PROBLEM TO WORK ON
Write out all the entries below without any change.

DATA SUPPLIED
--------------------

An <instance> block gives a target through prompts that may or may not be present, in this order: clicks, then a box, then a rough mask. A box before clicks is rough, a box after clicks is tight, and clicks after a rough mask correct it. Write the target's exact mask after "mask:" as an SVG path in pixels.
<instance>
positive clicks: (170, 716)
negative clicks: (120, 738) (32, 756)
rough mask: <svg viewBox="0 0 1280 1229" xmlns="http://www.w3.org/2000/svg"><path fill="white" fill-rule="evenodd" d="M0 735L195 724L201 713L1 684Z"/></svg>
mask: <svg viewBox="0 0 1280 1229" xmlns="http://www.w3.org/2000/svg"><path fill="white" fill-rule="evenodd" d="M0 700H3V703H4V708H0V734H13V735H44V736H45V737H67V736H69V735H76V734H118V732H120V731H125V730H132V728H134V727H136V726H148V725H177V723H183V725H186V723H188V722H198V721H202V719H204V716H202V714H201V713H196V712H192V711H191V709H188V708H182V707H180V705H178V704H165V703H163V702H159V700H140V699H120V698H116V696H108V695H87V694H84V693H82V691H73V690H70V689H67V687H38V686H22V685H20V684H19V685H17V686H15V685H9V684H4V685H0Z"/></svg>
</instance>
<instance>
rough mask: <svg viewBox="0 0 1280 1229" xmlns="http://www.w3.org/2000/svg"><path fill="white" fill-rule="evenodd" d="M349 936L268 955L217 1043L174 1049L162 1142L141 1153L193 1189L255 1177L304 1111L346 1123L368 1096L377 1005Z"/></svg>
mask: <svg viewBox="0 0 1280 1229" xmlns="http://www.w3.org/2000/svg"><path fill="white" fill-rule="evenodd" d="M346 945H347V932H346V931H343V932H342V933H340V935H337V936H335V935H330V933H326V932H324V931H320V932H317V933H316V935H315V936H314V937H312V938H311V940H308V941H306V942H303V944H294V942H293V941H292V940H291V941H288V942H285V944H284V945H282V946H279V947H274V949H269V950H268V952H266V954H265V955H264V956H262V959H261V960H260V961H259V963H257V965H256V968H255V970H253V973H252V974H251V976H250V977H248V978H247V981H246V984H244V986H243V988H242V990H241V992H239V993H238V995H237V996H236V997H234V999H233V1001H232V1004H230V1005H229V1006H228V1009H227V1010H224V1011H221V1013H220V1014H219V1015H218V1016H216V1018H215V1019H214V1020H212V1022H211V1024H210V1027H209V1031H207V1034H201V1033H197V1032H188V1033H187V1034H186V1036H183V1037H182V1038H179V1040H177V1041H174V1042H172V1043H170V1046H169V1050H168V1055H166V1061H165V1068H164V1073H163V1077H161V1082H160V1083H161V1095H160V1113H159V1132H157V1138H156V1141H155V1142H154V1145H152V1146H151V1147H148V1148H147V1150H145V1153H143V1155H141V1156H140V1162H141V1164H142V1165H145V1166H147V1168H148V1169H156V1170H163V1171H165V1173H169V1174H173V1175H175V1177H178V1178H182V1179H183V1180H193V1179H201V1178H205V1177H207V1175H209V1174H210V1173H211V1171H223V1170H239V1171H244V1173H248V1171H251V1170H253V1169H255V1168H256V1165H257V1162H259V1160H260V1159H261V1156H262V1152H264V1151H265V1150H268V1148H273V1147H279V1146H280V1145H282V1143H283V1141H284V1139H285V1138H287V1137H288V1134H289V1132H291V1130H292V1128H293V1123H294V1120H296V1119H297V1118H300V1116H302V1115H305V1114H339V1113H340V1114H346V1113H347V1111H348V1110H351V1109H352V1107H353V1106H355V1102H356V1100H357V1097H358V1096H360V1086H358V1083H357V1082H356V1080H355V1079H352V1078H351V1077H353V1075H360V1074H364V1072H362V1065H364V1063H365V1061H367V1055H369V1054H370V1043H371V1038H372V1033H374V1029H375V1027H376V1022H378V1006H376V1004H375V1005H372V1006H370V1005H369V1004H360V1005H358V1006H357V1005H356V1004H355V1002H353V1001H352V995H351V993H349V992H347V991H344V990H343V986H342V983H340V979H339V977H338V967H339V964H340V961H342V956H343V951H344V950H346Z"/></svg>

--------------------

PROBLEM SOLUTION
An <instance> block gives a target through prompts that may or may not be present, in this order: clicks, then a box, then a rough mask. A box before clicks is rough, a box after clicks is tight, and clicks after a rough mask correct it. Write the target's exact mask after "mask:" as an SVG path in pixels.
<instance>
positive clicks: (170, 716)
negative clicks: (120, 738) (32, 756)
rough mask: <svg viewBox="0 0 1280 1229" xmlns="http://www.w3.org/2000/svg"><path fill="white" fill-rule="evenodd" d="M0 735L195 724L201 713L1 684Z"/></svg>
mask: <svg viewBox="0 0 1280 1229" xmlns="http://www.w3.org/2000/svg"><path fill="white" fill-rule="evenodd" d="M0 700H3V703H4V708H0V734H13V735H44V736H45V737H67V736H69V735H76V734H118V732H120V731H125V730H132V728H134V727H136V726H148V725H177V723H183V725H186V723H188V722H198V721H202V719H204V716H202V714H201V713H196V712H192V711H191V709H188V708H182V707H180V705H178V704H165V703H163V702H159V700H140V699H120V698H116V696H108V695H87V694H84V693H82V691H73V690H70V689H67V687H38V686H22V685H20V684H19V685H17V686H15V685H9V684H4V685H0Z"/></svg>
</instance>
<instance>
rough mask: <svg viewBox="0 0 1280 1229" xmlns="http://www.w3.org/2000/svg"><path fill="white" fill-rule="evenodd" d="M349 936L268 955L217 1043L174 1049L162 1142L141 1153L193 1189L255 1177L304 1111L346 1123L368 1096L377 1005Z"/></svg>
mask: <svg viewBox="0 0 1280 1229" xmlns="http://www.w3.org/2000/svg"><path fill="white" fill-rule="evenodd" d="M346 945H347V932H346V931H343V932H342V933H340V935H337V936H335V935H330V933H326V932H324V931H320V932H317V933H316V935H315V936H314V937H312V938H311V940H308V941H306V942H303V944H294V942H293V941H292V940H291V941H288V942H285V944H284V945H282V946H279V947H274V949H269V950H268V952H266V954H265V955H264V956H262V959H261V960H260V961H259V963H257V965H256V968H255V970H253V973H252V974H251V976H250V977H248V978H247V981H246V984H244V986H243V988H242V990H241V992H239V993H238V995H237V996H236V997H234V999H233V1001H232V1004H230V1005H229V1006H228V1009H227V1010H224V1011H221V1013H220V1014H219V1015H218V1016H216V1018H215V1019H214V1020H212V1022H211V1024H210V1027H209V1031H207V1034H201V1033H197V1032H188V1033H187V1034H186V1036H183V1037H182V1038H179V1040H177V1041H174V1042H172V1043H170V1046H169V1050H168V1055H166V1061H165V1068H164V1073H163V1077H161V1082H160V1083H161V1095H160V1113H159V1132H157V1138H156V1141H155V1142H154V1145H152V1146H151V1147H148V1148H147V1150H145V1153H143V1155H141V1156H140V1162H141V1164H142V1165H145V1166H147V1168H148V1169H156V1170H163V1171H165V1173H169V1174H173V1175H175V1177H178V1178H182V1179H183V1180H193V1179H201V1178H205V1177H207V1175H209V1174H210V1173H211V1171H223V1170H239V1171H244V1173H248V1171H251V1170H253V1169H255V1168H256V1165H257V1162H259V1160H260V1159H261V1156H262V1152H264V1151H265V1150H268V1148H273V1147H279V1146H280V1145H282V1143H283V1141H284V1139H285V1138H287V1137H288V1134H289V1132H291V1130H292V1128H293V1123H294V1120H296V1119H297V1118H300V1116H302V1115H305V1114H339V1113H340V1114H346V1113H347V1111H348V1110H351V1109H352V1107H353V1106H355V1102H356V1100H357V1097H358V1096H360V1086H358V1083H357V1082H356V1080H355V1079H352V1078H351V1077H353V1075H360V1074H364V1072H362V1065H364V1063H365V1061H367V1055H369V1054H370V1043H371V1038H372V1033H374V1029H375V1027H376V1022H378V1006H376V1004H375V1005H372V1006H370V1005H369V1004H360V1005H358V1006H357V1005H356V1004H355V1002H353V1001H352V995H351V993H349V992H347V991H344V990H343V986H342V983H340V979H339V977H338V967H339V964H340V961H342V956H343V951H344V950H346Z"/></svg>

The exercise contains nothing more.